═══ INFORMATION PROVIDED
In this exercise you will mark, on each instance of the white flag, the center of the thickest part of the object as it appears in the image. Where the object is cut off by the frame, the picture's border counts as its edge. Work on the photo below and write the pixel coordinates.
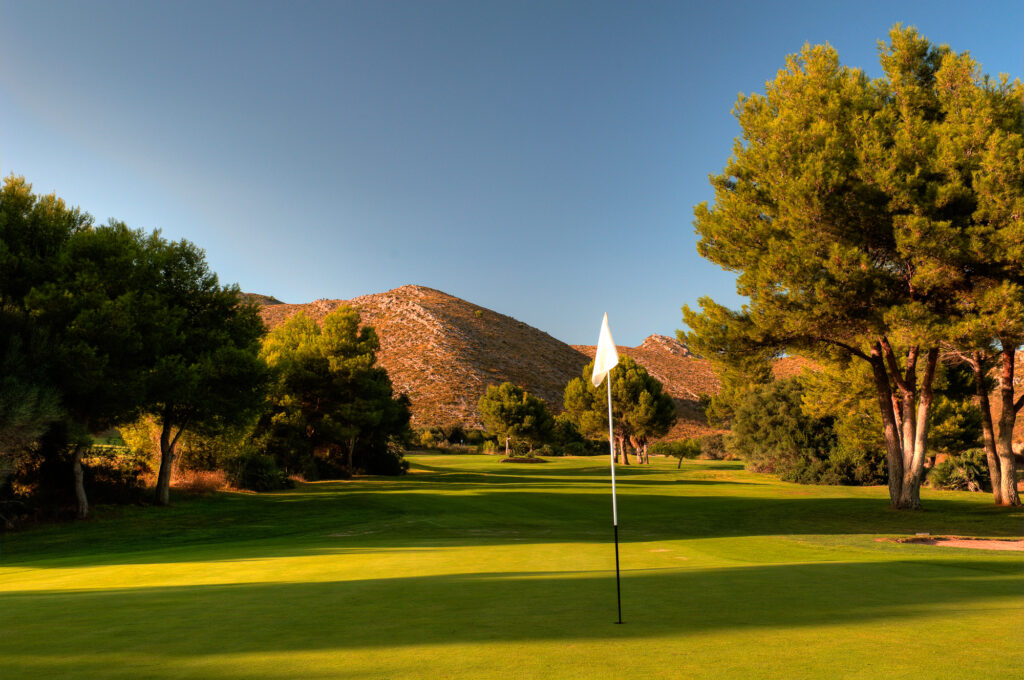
(606, 356)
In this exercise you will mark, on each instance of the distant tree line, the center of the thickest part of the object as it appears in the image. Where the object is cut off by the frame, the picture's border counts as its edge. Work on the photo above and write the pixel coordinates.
(641, 414)
(107, 327)
(877, 226)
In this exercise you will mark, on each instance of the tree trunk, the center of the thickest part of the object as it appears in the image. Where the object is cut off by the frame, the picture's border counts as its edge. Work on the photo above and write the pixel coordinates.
(894, 453)
(1005, 431)
(910, 496)
(168, 444)
(987, 432)
(83, 502)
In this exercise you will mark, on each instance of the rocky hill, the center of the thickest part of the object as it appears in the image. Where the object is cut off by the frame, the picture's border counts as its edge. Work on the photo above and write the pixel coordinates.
(684, 377)
(443, 351)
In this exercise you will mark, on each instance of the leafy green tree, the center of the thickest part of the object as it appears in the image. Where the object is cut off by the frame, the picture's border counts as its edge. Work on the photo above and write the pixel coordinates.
══════
Copy out the rows word for word, starting at the line containing "of the rocky" and continuing through the final row.

- REPLY -
In this exercise you will mark, on each instance of the rocky hill, the center of the thickest part of the object as it appears in the image. Where the object is cut off by the frame, the picture's border counts as its edge. Work on the photo above and write the pixel coordinates.
(684, 377)
(443, 351)
In this exercise you will mark, on each instance of the leafy green tree, the center of the thickest part of the object as it appears in the image. Where the object is cut off by the frame, the picture's border counts as its edge. Work on the photo above and write the pixel coordinates.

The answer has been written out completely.